[A block of data]
--- BEGIN ---

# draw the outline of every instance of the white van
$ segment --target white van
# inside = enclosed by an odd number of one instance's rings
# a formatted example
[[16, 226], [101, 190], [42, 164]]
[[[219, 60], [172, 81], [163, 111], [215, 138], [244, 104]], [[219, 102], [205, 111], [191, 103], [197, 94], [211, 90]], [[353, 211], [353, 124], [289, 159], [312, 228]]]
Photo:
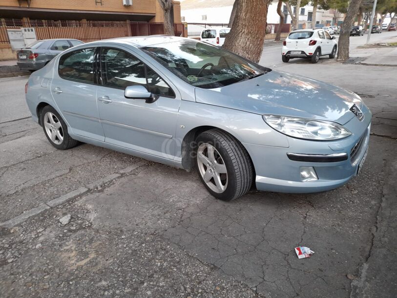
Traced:
[[226, 27], [206, 28], [201, 32], [200, 40], [221, 46], [225, 42], [226, 35], [230, 31], [230, 28]]

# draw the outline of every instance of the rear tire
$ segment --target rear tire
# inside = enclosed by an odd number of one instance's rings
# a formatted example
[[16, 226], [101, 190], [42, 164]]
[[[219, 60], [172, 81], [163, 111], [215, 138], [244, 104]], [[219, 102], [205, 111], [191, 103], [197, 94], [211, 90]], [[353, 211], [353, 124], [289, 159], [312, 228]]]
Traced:
[[335, 55], [336, 55], [336, 46], [334, 45], [334, 48], [332, 49], [332, 52], [330, 54], [329, 57], [330, 59], [333, 59], [335, 58]]
[[248, 152], [237, 140], [213, 129], [201, 133], [196, 142], [197, 172], [211, 194], [231, 201], [250, 190], [253, 169]]
[[43, 108], [40, 113], [40, 123], [47, 139], [57, 149], [66, 150], [79, 144], [78, 141], [69, 135], [67, 126], [63, 119], [51, 106], [46, 106]]
[[311, 58], [312, 63], [317, 63], [320, 59], [320, 50], [317, 49], [313, 53]]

--- END ---

• **Task prompt**
Rewrite the records above with "Traced" changed to "Outlined" everywhere and everything else left as it is, and leave the pictures out of your copy.

• **Correct response**
# draw the outline of every instance of the white van
$ segment --target white van
# inside = enclosed by an odd number of one instance's rings
# a formatted example
[[16, 226], [101, 190], [42, 164]]
[[[219, 60], [172, 81], [163, 111], [215, 138], [244, 104]], [[219, 102], [205, 111], [191, 103], [197, 94], [211, 90]], [[353, 211], [353, 124], [289, 159], [312, 228]]]
Photo:
Outlined:
[[226, 27], [206, 28], [201, 32], [200, 40], [221, 46], [225, 42], [226, 35], [230, 31], [230, 28]]

# draw the outline of every instance of the rear tire
$ segment --target rear tire
# inside = enclosed by an odd number of one instance's rings
# a formatted example
[[16, 226], [101, 190], [42, 164]]
[[[219, 60], [172, 81], [163, 111], [215, 138], [244, 104]], [[219, 102], [205, 111], [191, 103], [197, 94], [211, 90]], [[353, 211], [353, 124], [289, 159], [312, 228]]]
Outlined:
[[335, 55], [336, 55], [336, 46], [334, 45], [334, 48], [332, 49], [332, 52], [330, 54], [329, 57], [330, 59], [333, 59], [335, 58]]
[[248, 152], [237, 140], [213, 129], [201, 133], [196, 142], [197, 172], [211, 194], [231, 201], [250, 190], [253, 169]]
[[43, 108], [40, 113], [40, 123], [47, 139], [57, 149], [66, 150], [79, 144], [78, 141], [69, 135], [67, 126], [63, 119], [51, 106], [46, 106]]
[[311, 58], [312, 63], [317, 63], [320, 59], [320, 50], [317, 49], [313, 53]]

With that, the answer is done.